WHAT IS NEEDED
Please copy the records below word for word, line by line.

Stored records
______________________________
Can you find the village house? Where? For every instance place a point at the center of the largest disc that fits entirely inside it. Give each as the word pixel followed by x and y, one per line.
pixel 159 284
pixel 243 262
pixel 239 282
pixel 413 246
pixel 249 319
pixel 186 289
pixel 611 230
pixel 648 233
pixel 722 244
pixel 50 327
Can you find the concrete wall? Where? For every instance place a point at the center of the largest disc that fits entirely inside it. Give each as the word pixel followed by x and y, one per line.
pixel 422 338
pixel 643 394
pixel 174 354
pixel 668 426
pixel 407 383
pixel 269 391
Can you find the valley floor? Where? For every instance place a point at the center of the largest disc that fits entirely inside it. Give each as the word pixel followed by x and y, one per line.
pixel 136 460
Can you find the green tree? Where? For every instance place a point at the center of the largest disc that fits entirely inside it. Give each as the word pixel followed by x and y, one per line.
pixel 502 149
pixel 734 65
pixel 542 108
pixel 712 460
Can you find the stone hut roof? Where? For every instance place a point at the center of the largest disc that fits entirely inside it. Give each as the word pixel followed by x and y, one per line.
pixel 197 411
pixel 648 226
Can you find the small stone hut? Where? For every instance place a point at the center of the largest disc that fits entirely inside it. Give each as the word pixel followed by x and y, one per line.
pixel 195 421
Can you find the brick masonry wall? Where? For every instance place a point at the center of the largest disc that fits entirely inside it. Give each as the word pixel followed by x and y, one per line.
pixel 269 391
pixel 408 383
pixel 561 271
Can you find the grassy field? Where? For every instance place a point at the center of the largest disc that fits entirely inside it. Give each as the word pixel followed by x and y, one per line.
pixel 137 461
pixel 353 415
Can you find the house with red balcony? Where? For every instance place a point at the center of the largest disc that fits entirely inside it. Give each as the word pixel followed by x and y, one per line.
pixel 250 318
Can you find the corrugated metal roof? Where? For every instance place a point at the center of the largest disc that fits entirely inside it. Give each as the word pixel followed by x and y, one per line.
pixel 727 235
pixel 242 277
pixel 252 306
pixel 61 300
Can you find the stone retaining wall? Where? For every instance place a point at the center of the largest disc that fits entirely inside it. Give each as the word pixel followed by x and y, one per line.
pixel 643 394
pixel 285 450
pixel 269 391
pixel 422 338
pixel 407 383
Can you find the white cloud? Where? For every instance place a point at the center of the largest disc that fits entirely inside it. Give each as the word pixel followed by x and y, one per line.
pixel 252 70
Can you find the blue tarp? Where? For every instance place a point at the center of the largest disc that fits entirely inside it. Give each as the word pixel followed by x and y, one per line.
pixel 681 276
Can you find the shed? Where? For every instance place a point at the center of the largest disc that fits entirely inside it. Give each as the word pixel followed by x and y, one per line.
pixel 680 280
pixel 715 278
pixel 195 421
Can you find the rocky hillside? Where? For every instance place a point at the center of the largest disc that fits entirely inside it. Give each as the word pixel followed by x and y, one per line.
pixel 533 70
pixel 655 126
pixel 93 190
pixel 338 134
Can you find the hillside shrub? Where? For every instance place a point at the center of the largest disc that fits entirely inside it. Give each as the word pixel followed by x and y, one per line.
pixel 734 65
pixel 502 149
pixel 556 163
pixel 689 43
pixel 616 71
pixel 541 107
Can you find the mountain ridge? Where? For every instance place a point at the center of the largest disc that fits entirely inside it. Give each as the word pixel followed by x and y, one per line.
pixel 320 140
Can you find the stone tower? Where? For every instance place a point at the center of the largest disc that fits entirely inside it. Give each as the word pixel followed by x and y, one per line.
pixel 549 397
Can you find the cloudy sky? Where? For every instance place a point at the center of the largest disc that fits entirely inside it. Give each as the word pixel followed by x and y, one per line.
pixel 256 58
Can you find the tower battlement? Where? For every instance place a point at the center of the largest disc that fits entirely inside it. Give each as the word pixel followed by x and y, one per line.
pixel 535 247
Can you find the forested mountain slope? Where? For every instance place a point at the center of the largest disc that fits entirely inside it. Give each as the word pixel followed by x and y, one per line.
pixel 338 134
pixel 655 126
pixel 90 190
______________________________
RESPONSE
Can you find the village house? Where? For every instance place a point at the center of the largest disc that fits entirely inside it. Give each as the word pixel followed by x and y, one per line.
pixel 159 284
pixel 243 262
pixel 239 282
pixel 413 246
pixel 249 319
pixel 186 289
pixel 611 230
pixel 648 233
pixel 722 244
pixel 50 327
Can you find the concrete wall? Where? For every instance place a point at the center of the largest disc that fits entirely inside it. Give each as the word pixel followed by x and y, one per line.
pixel 422 338
pixel 643 394
pixel 174 354
pixel 668 426
pixel 407 383
pixel 269 391
Can you find the valley floor? Where? For every instance place a point at the center of the largest disc that fits entirely inside it. Give each as the word pixel followed by x and y, one per line.
pixel 136 460
Can you find the green tree? Where? For every instance place a point at the center of the largest disc that fits entirely inside it. Give each as the word pixel followed by x and y, one per line.
pixel 502 149
pixel 734 65
pixel 542 108
pixel 712 460
Can you find the stone hut roof? Where? For every instance place a point at the center of the largest disc that fits entirely inside it. Give each as the word pixel followed by x and y, one per line.
pixel 197 411
pixel 648 226
Can you find the small stone hut? Where? For every instance place a point at the center of the largest disc that fits entirely inside it. Give each as the word pixel followed by x and y, one per line.
pixel 195 421
Can you find the brick masonry wall? Where? For every instance place a point at the center of the largest disc that fits entirely inside it. Give each as the word pixel followed by x and y, one per line.
pixel 269 391
pixel 408 383
pixel 561 271
Can you find the grassy field? Where? For every instance place a point at the center of the largest disc that fits entirely inside it. Give each as the word pixel followed by x and y, one per line.
pixel 137 461
pixel 353 415
Can you find the house with red balcony? Where? For every instance place a point at the center of the largest disc that fits entirely inside it. Give each as the word pixel followed by x and y, one per line.
pixel 250 318
Can you find the corrugated metal roof? Where? For every instance place a point at the center of the largest disc that fits entirely inside it. Give each as the word pixel followed by x and y, one per line.
pixel 727 235
pixel 242 277
pixel 252 306
pixel 61 300
Can you find the stone retaining wall? Where? For every instance place a point at the center of the largest disc that fits entirely inside it. Give each as the word pixel followed by x and y, one per line.
pixel 643 394
pixel 285 450
pixel 269 391
pixel 422 338
pixel 407 383
Can you find the white cloud? Where? For every instance place a point at the center of the largest disc that fits entirely inside it. Give each as the word pixel followed by x and y, one per line.
pixel 252 70
Can you find the blue tarp? Where? For every instance place a point at the center of the largest disc that fits entirely inside it. Give each as the word pixel followed by x and y, one per line.
pixel 681 276
Can you find the shed? Where? For every instance place a point at the center of the largest disc that fits entirely inside it. Give each as the word pixel followed by x and y, one per line.
pixel 680 280
pixel 715 278
pixel 195 421
Can you find the rocky hillside? Where? For every instance place a point at the center of the largest disc that fits entirely inside it. Give each as the word pixel followed by x and y, one per line.
pixel 533 70
pixel 655 126
pixel 93 190
pixel 338 134
Can you find the hillside shrub? Where? For every instance place a point at the center of the largest disc that fits entirely inside it. Give each as the word pixel followed by x and y, one per line.
pixel 734 65
pixel 502 149
pixel 556 163
pixel 689 43
pixel 616 71
pixel 541 107
Can you find the mountain ridge? Where? For every instance place a point at the center of the largest disc that fits entirely inside it. Give each as the word pixel followed by x and y, one per line.
pixel 320 140
Can you find the stone tower? Where? For every instance place a point at the center of the largest disc that fits entirely inside it. Give each as the word pixel followed by x and y, one per line.
pixel 549 397
Can you find the cloudy sky? Where? For every instance place a point at the center of the largest disc that fits entirely inside it. Give each as the word pixel followed by x and y, one per line.
pixel 256 58
Can you find the tower battlement? Where? For every instance place a point at the center of the largest disc that fits entirely inside it. Give each as the word pixel followed by x and y, one per line.
pixel 535 247
Can you find the forested mountain slope? Where? For every instance place a point at the center of the largest disc that fits entirely inside it. Give each as the word pixel followed by x and y, one per line.
pixel 338 134
pixel 655 126
pixel 90 190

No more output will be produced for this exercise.